▶ Entries provided:
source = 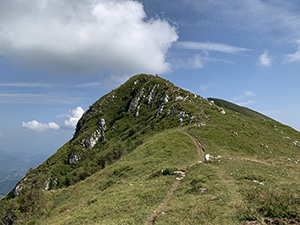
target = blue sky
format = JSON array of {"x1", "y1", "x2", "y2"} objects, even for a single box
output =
[{"x1": 0, "y1": 0, "x2": 300, "y2": 155}]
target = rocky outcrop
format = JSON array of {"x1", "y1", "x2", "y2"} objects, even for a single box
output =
[
  {"x1": 13, "y1": 181, "x2": 23, "y2": 196},
  {"x1": 156, "y1": 105, "x2": 165, "y2": 117},
  {"x1": 146, "y1": 84, "x2": 159, "y2": 105},
  {"x1": 81, "y1": 129, "x2": 101, "y2": 150},
  {"x1": 128, "y1": 88, "x2": 145, "y2": 112},
  {"x1": 69, "y1": 154, "x2": 81, "y2": 165}
]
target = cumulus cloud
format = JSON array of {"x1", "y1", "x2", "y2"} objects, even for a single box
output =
[
  {"x1": 0, "y1": 0, "x2": 178, "y2": 74},
  {"x1": 257, "y1": 50, "x2": 272, "y2": 67},
  {"x1": 283, "y1": 40, "x2": 300, "y2": 63},
  {"x1": 22, "y1": 120, "x2": 59, "y2": 132},
  {"x1": 176, "y1": 41, "x2": 250, "y2": 54},
  {"x1": 64, "y1": 107, "x2": 84, "y2": 128},
  {"x1": 245, "y1": 91, "x2": 255, "y2": 96},
  {"x1": 200, "y1": 85, "x2": 209, "y2": 91}
]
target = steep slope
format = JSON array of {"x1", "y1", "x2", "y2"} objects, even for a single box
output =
[
  {"x1": 208, "y1": 98, "x2": 272, "y2": 120},
  {"x1": 0, "y1": 75, "x2": 300, "y2": 224}
]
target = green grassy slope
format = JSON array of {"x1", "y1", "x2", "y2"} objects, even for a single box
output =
[
  {"x1": 0, "y1": 75, "x2": 300, "y2": 224},
  {"x1": 208, "y1": 98, "x2": 272, "y2": 120}
]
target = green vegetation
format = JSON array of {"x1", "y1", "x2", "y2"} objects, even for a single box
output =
[
  {"x1": 0, "y1": 75, "x2": 300, "y2": 224},
  {"x1": 208, "y1": 98, "x2": 272, "y2": 120}
]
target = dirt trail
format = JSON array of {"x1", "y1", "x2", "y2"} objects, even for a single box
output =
[{"x1": 145, "y1": 131, "x2": 205, "y2": 225}]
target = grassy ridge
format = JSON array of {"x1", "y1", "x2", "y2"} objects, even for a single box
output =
[
  {"x1": 0, "y1": 75, "x2": 300, "y2": 224},
  {"x1": 208, "y1": 98, "x2": 272, "y2": 120}
]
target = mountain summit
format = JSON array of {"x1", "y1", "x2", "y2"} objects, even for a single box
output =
[{"x1": 0, "y1": 74, "x2": 300, "y2": 224}]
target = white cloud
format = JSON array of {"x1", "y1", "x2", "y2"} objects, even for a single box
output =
[
  {"x1": 22, "y1": 120, "x2": 59, "y2": 132},
  {"x1": 74, "y1": 82, "x2": 101, "y2": 88},
  {"x1": 257, "y1": 50, "x2": 272, "y2": 67},
  {"x1": 200, "y1": 85, "x2": 209, "y2": 91},
  {"x1": 283, "y1": 40, "x2": 300, "y2": 63},
  {"x1": 0, "y1": 93, "x2": 83, "y2": 104},
  {"x1": 176, "y1": 41, "x2": 250, "y2": 54},
  {"x1": 245, "y1": 91, "x2": 255, "y2": 96},
  {"x1": 0, "y1": 83, "x2": 57, "y2": 88},
  {"x1": 0, "y1": 0, "x2": 178, "y2": 74},
  {"x1": 64, "y1": 107, "x2": 84, "y2": 128}
]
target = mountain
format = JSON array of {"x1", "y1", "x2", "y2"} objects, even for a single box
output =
[
  {"x1": 0, "y1": 150, "x2": 47, "y2": 195},
  {"x1": 208, "y1": 98, "x2": 272, "y2": 120},
  {"x1": 0, "y1": 74, "x2": 300, "y2": 224}
]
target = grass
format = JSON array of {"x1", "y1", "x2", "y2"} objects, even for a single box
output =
[{"x1": 0, "y1": 75, "x2": 300, "y2": 224}]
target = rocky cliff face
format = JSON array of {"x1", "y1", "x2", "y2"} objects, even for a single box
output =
[
  {"x1": 12, "y1": 74, "x2": 220, "y2": 196},
  {"x1": 0, "y1": 74, "x2": 300, "y2": 224}
]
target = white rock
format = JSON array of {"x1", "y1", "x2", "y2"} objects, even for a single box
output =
[
  {"x1": 175, "y1": 96, "x2": 183, "y2": 101},
  {"x1": 161, "y1": 95, "x2": 169, "y2": 103},
  {"x1": 99, "y1": 119, "x2": 105, "y2": 128},
  {"x1": 204, "y1": 154, "x2": 211, "y2": 162}
]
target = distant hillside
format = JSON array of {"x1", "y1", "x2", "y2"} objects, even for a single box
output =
[
  {"x1": 0, "y1": 74, "x2": 300, "y2": 225},
  {"x1": 208, "y1": 98, "x2": 272, "y2": 120}
]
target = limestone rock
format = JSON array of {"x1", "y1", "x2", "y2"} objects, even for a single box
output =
[
  {"x1": 99, "y1": 119, "x2": 105, "y2": 128},
  {"x1": 81, "y1": 130, "x2": 101, "y2": 150},
  {"x1": 161, "y1": 95, "x2": 169, "y2": 103},
  {"x1": 69, "y1": 154, "x2": 81, "y2": 165},
  {"x1": 156, "y1": 105, "x2": 165, "y2": 117}
]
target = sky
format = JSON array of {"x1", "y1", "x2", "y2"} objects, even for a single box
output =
[{"x1": 0, "y1": 0, "x2": 300, "y2": 156}]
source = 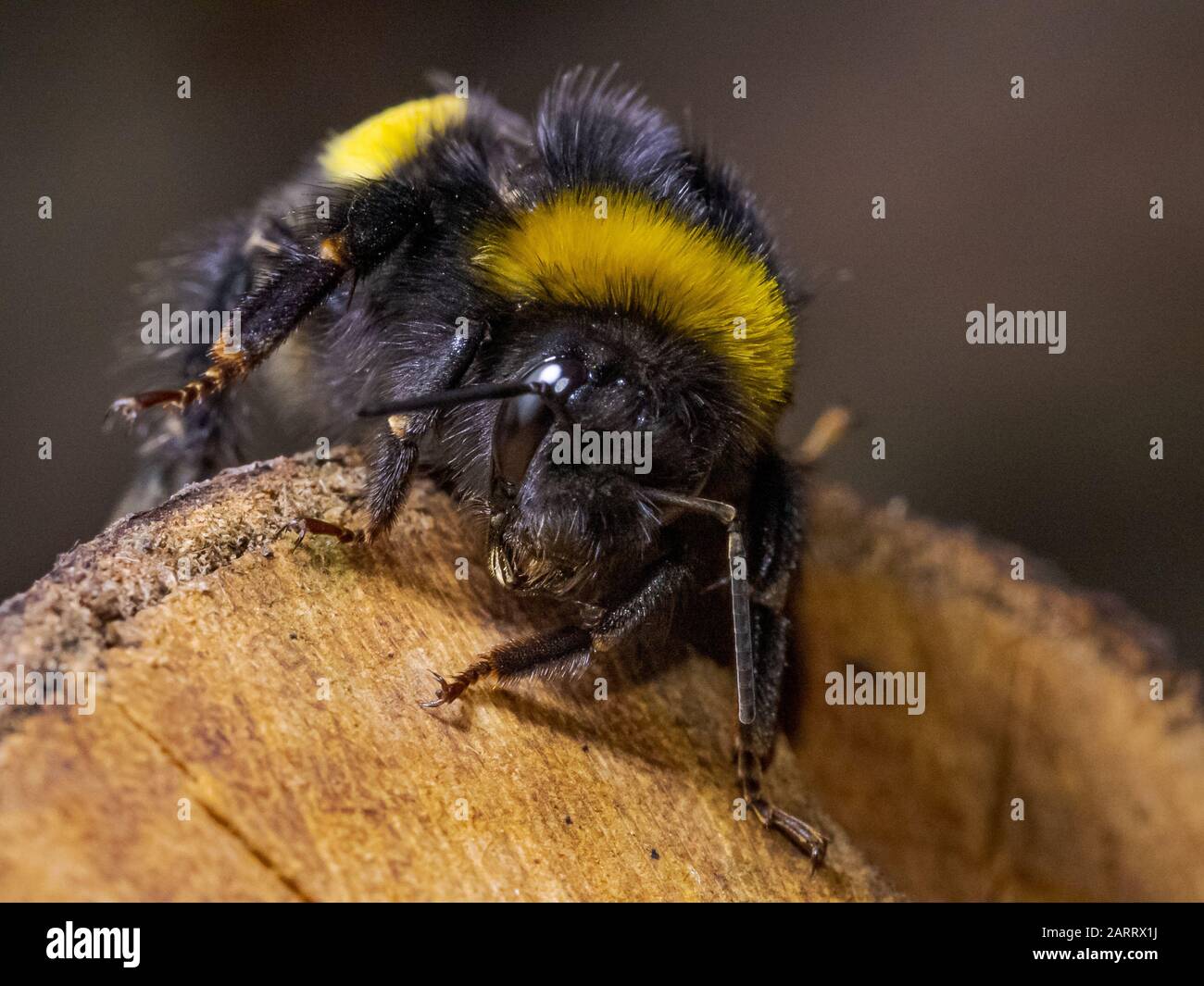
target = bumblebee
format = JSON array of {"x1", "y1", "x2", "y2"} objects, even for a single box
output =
[{"x1": 112, "y1": 69, "x2": 827, "y2": 866}]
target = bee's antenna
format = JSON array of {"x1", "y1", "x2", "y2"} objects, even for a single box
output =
[
  {"x1": 642, "y1": 490, "x2": 756, "y2": 726},
  {"x1": 357, "y1": 381, "x2": 546, "y2": 418}
]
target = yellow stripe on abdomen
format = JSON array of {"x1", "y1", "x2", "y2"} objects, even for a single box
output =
[{"x1": 318, "y1": 95, "x2": 469, "y2": 181}]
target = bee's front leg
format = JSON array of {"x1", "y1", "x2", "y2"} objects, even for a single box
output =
[{"x1": 419, "y1": 558, "x2": 693, "y2": 709}]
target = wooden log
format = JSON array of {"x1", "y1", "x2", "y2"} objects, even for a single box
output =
[
  {"x1": 0, "y1": 450, "x2": 1204, "y2": 901},
  {"x1": 0, "y1": 452, "x2": 891, "y2": 901}
]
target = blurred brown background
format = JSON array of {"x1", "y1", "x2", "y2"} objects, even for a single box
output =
[{"x1": 0, "y1": 0, "x2": 1204, "y2": 661}]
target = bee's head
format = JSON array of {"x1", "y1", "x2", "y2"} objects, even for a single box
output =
[{"x1": 476, "y1": 324, "x2": 729, "y2": 601}]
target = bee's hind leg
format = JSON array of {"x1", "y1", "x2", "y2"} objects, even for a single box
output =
[{"x1": 735, "y1": 453, "x2": 828, "y2": 868}]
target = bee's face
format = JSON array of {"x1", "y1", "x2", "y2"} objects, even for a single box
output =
[{"x1": 479, "y1": 315, "x2": 719, "y2": 601}]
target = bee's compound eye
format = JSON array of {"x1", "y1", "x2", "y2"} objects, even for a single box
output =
[
  {"x1": 494, "y1": 359, "x2": 586, "y2": 488},
  {"x1": 526, "y1": 359, "x2": 589, "y2": 402}
]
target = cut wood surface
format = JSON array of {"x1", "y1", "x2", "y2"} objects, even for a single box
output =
[{"x1": 0, "y1": 450, "x2": 1204, "y2": 901}]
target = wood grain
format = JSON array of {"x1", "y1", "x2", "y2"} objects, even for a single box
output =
[
  {"x1": 0, "y1": 456, "x2": 891, "y2": 901},
  {"x1": 0, "y1": 450, "x2": 1204, "y2": 901}
]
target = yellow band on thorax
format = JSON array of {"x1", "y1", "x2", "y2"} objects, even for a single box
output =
[{"x1": 472, "y1": 189, "x2": 795, "y2": 425}]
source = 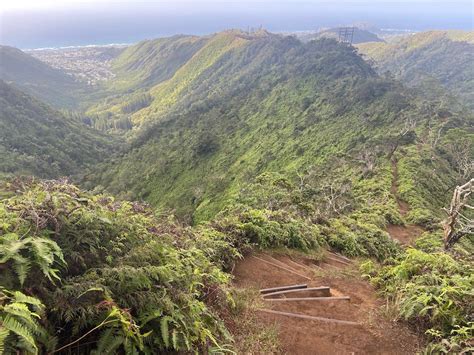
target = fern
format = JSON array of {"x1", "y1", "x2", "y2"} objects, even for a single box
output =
[
  {"x1": 0, "y1": 289, "x2": 45, "y2": 353},
  {"x1": 0, "y1": 233, "x2": 65, "y2": 285}
]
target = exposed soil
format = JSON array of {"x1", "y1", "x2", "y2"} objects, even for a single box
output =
[
  {"x1": 390, "y1": 159, "x2": 410, "y2": 216},
  {"x1": 234, "y1": 254, "x2": 422, "y2": 354},
  {"x1": 387, "y1": 159, "x2": 424, "y2": 245},
  {"x1": 387, "y1": 224, "x2": 424, "y2": 245}
]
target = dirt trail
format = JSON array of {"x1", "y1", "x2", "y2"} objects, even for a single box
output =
[
  {"x1": 387, "y1": 159, "x2": 424, "y2": 245},
  {"x1": 234, "y1": 254, "x2": 420, "y2": 354}
]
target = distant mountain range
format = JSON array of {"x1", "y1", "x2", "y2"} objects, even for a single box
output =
[
  {"x1": 357, "y1": 31, "x2": 474, "y2": 108},
  {"x1": 0, "y1": 79, "x2": 114, "y2": 178}
]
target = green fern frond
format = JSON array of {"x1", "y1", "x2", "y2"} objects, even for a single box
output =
[{"x1": 0, "y1": 315, "x2": 38, "y2": 352}]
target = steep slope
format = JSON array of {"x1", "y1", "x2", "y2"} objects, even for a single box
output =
[
  {"x1": 357, "y1": 31, "x2": 474, "y2": 108},
  {"x1": 314, "y1": 27, "x2": 383, "y2": 44},
  {"x1": 0, "y1": 46, "x2": 83, "y2": 108},
  {"x1": 0, "y1": 80, "x2": 113, "y2": 178},
  {"x1": 89, "y1": 32, "x2": 472, "y2": 223},
  {"x1": 109, "y1": 36, "x2": 207, "y2": 90},
  {"x1": 296, "y1": 27, "x2": 383, "y2": 44}
]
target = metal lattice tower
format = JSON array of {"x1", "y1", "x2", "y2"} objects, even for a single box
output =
[{"x1": 339, "y1": 27, "x2": 355, "y2": 44}]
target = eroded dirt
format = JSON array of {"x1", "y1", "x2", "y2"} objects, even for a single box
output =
[{"x1": 234, "y1": 253, "x2": 421, "y2": 354}]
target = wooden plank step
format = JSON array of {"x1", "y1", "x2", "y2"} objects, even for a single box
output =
[
  {"x1": 263, "y1": 286, "x2": 330, "y2": 297},
  {"x1": 260, "y1": 284, "x2": 308, "y2": 293},
  {"x1": 264, "y1": 296, "x2": 351, "y2": 302}
]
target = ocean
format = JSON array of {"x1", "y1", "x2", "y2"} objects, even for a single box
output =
[{"x1": 0, "y1": 1, "x2": 473, "y2": 49}]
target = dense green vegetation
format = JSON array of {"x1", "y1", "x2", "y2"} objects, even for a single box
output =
[
  {"x1": 0, "y1": 80, "x2": 116, "y2": 178},
  {"x1": 85, "y1": 32, "x2": 472, "y2": 225},
  {"x1": 0, "y1": 177, "x2": 399, "y2": 354},
  {"x1": 0, "y1": 46, "x2": 84, "y2": 108},
  {"x1": 361, "y1": 232, "x2": 474, "y2": 354},
  {"x1": 357, "y1": 31, "x2": 474, "y2": 108},
  {"x1": 0, "y1": 31, "x2": 474, "y2": 354},
  {"x1": 296, "y1": 27, "x2": 383, "y2": 44}
]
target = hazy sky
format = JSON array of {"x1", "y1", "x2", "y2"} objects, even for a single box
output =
[{"x1": 0, "y1": 0, "x2": 473, "y2": 48}]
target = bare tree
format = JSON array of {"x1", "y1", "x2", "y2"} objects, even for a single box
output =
[
  {"x1": 444, "y1": 178, "x2": 474, "y2": 250},
  {"x1": 355, "y1": 146, "x2": 377, "y2": 175},
  {"x1": 446, "y1": 139, "x2": 474, "y2": 180}
]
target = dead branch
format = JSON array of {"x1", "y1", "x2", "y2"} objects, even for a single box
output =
[{"x1": 443, "y1": 178, "x2": 474, "y2": 250}]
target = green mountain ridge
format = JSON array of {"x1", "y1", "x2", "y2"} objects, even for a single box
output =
[
  {"x1": 357, "y1": 31, "x2": 474, "y2": 108},
  {"x1": 87, "y1": 32, "x2": 472, "y2": 225},
  {"x1": 0, "y1": 80, "x2": 114, "y2": 178},
  {"x1": 0, "y1": 46, "x2": 84, "y2": 108},
  {"x1": 0, "y1": 30, "x2": 474, "y2": 354}
]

▶ Problem details: Please list every line of the records above that contains the word "grassy", copying each one unchanged.

▶ Result:
target = green grassy slope
target = grassy ridge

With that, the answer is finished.